WHAT TO DO ->
Extract every line of the listing below verbatim, omitting the pictures.

RECORD SET ->
■ ■ ■ ■ ■ ■ ■

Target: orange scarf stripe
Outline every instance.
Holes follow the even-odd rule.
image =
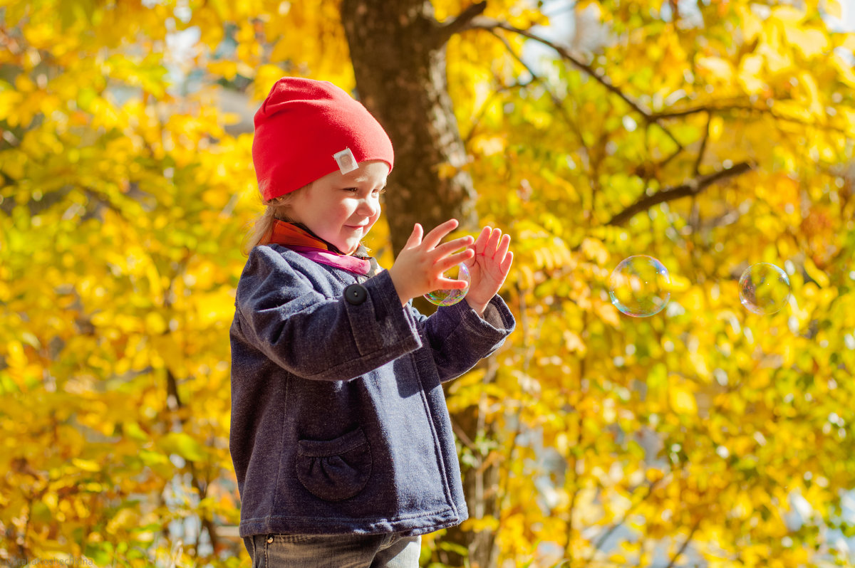
[[[294,244],[300,247],[312,247],[314,249],[329,250],[327,243],[321,239],[313,237],[298,226],[278,219],[274,223],[270,242],[284,246]]]

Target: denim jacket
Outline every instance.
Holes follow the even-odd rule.
[[[358,279],[280,245],[250,253],[230,334],[242,537],[415,536],[468,517],[441,384],[514,318],[498,296],[483,318],[465,302],[425,317],[388,272]]]

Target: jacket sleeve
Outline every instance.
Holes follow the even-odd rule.
[[[441,307],[429,317],[411,305],[410,310],[430,345],[443,382],[459,377],[492,354],[516,325],[498,294],[490,300],[483,318],[465,301]]]
[[[359,303],[330,299],[269,247],[250,253],[235,301],[240,334],[286,371],[349,380],[422,347],[385,271],[363,284]]]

■ ■ ■ ■ ■ ■ ■

TASK SOLUTION ->
Target: orange scarf stripe
Outline every instance.
Holes follow the even-odd rule.
image =
[[[294,244],[300,247],[312,247],[314,249],[329,250],[327,243],[321,239],[313,237],[298,226],[278,219],[274,223],[270,242],[284,246]]]

Target: denim jacket
Outline every instance.
Holes follow the even-odd rule.
[[[358,279],[280,245],[250,253],[230,334],[242,537],[415,536],[468,517],[441,384],[514,318],[498,296],[483,318],[465,302],[425,317],[388,272]]]

Target: jacket sleeve
Outline every instance.
Holes follow the even-odd rule.
[[[441,307],[429,317],[411,305],[410,310],[430,345],[443,382],[459,377],[492,354],[516,325],[498,294],[490,300],[483,318],[465,301]]]
[[[359,303],[330,299],[269,247],[250,253],[235,301],[240,334],[286,371],[349,380],[422,347],[385,271],[363,284]]]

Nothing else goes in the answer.